HCI or Not? Understand the Datrium solution in a 3 minutes read

As a newer market player that implements a game-changing architecture that accelerates applications, simplifies infrastructure management, and combine data protection in a single solution I am frequently asked what precisely Datrium does, and if Datrium is HCI or not.

Is Datrium HCI or Not? A duality dilemma.

If you view HCI as being the physical bundling of computing and storage, and sometimes networking (NFV) in a single box, maybe it’s not. However, if you consider HCI as the seamless and delightful user experience to operate data centers that enact similarities with public clouds such as pay-as-you-go and simplicity, then yes.

The reality is that Gartner integrated systems Magic Quadrant doesn’t exist anymore and they created a new one for HCI that encompasses all systems that behave like the public cloud. I am starting to use ‘Legacy HCI’ to designate the first HCI systems to hit the market and operate as a hardware building block, but are now seeing newcomers, not only Datrium, with modern architectures that provide comparable and better benefits.

This HCI or Convergence journey is only getting started, and we have entered the 2nd generation now. We call ourselves OCI (Open Convergence), but Gartner will still place us in the HCI bucket.
:::::
• [WRITTEN INSTRUCTION 1] In the Datrium article, rewrite the passage between "HCI or Not? Understand" and "simplicity, then yes.", inclusive, putting "ease of use" in place of "simplicity".
• [WRITTEN INSTRUCTION 2]
Decide whether each statement agrees with the Datrium article, answering yes or no and quoting the words that settle it:
(a) Gartner's integrated systems Magic Quadrant no longer exists.
(b) Datrium calls itself OCI, short for Open Convergence.
(c) Gartner is expected to place Datrium outside the HCI bucket.
• [WRITTEN INSTRUCTION 3] Carry on the Datrium article past its final sentence.

• [ITEMS]
:::::
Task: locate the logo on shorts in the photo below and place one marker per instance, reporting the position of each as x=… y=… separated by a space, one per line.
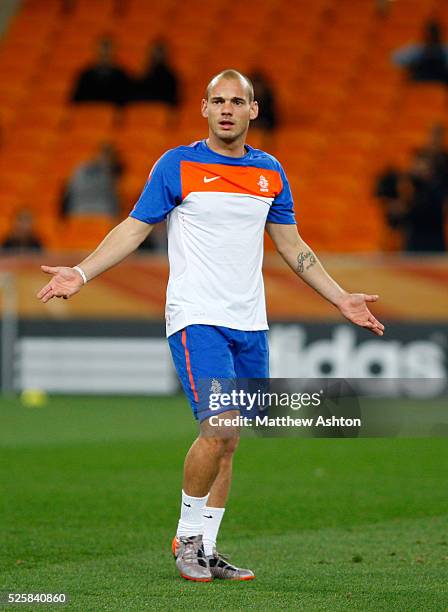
x=263 y=183
x=216 y=386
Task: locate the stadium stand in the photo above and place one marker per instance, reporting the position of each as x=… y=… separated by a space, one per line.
x=345 y=110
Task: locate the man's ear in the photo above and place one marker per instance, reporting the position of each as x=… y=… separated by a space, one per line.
x=253 y=113
x=204 y=108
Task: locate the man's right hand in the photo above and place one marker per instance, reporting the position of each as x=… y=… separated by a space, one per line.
x=65 y=282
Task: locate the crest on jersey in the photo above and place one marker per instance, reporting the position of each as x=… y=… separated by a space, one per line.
x=263 y=183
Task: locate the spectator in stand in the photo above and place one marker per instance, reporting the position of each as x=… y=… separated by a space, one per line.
x=415 y=204
x=438 y=154
x=104 y=81
x=21 y=237
x=159 y=82
x=93 y=187
x=426 y=62
x=267 y=115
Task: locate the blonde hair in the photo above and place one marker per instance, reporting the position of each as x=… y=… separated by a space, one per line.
x=230 y=73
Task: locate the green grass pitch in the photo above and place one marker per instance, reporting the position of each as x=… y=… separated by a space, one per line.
:::::
• [EXPECTED ANSWER 1]
HCI or Not? Understand the Datrium solution in a 3 minutes read

As a newer market player that implements a game-changing architecture that accelerates applications, simplifies infrastructure management, and combine data protection in a single solution I am frequently asked what precisely Datrium does, and if Datrium is HCI or not.

Is Datrium HCI or Not? A duality dilemma.

If you view HCI as being the physical bundling of computing and storage, and sometimes networking (NFV) in a single box, maybe it’s not. However, if you consider HCI as the seamless and delightful user experience to operate data centers that enact similarities with public clouds such as pay-as-you-go and ease of use, then yes.

• [EXPECTED ANSWER 2]
(a) Yes: "Gartner integrated systems Magic Quadrant doesn’t exist anymore"
(b) Yes: "We call ourselves OCI (Open Convergence)"
(c) No: "Gartner will still place us in the HCI bucket"

• [EXPECTED ANSWER 3]
What does Datrium do?

The simplest way to describe the extensive range of services provided by the Datrium DVX is to follow the high-level architecture here.

1 – Datrium is a tier-1 AllFlash primary storage that leverages similar concepts of HCI, implementing flash close to the CPU bus and data locality, ensuring data used by an application is always located on the server where the app is running. Applications read and write IOs land on local flash, and all applications benefit from enterprise data services such as inline deduplication, compression, erasure coding, encryption, replication, and snapshots. This storage tier shoulders up to 18 Million IOPS (4kb) and 256 GB/s random-write throughput, scaling from 1 all the way up to 128 hosts.

1 – This tier-1 AllFlash primary storage provides the proper namespace that works cross-platform, providing a single namespace to be used by VMware, KVM, bare-metal Containers and bare-metal applications.

2 – Datrium empowers organizations to leverage their existing investments as part of the solution, allowing for both new or existing servers, rack or blade. The only primary requirement is that the hypervisor of choice supports the server.

3 – Datrium provides integrated scale-out data protection that is cost-optimized for data retention and where archived data is checked for data integrity four times a day. From an IO path perspective, all application writes completed on the AllFlash primary storage are copied and protected with erasure coding in this scale-out data pool. Inline deduplication is utilized to eliminate all duplicate data, and snapshot restores to the AllFlash primary storage are instantaneous. This data protection tier scales from 1 up to 10 nodes, allowing up to 1.7 petabytes of usable storage capacity.

4 – Datrium also provides native asynchronous replication to a 2nd site or data center. This replication is fully deduplicated and can be setup as site-to-site across multiple sources and destinations.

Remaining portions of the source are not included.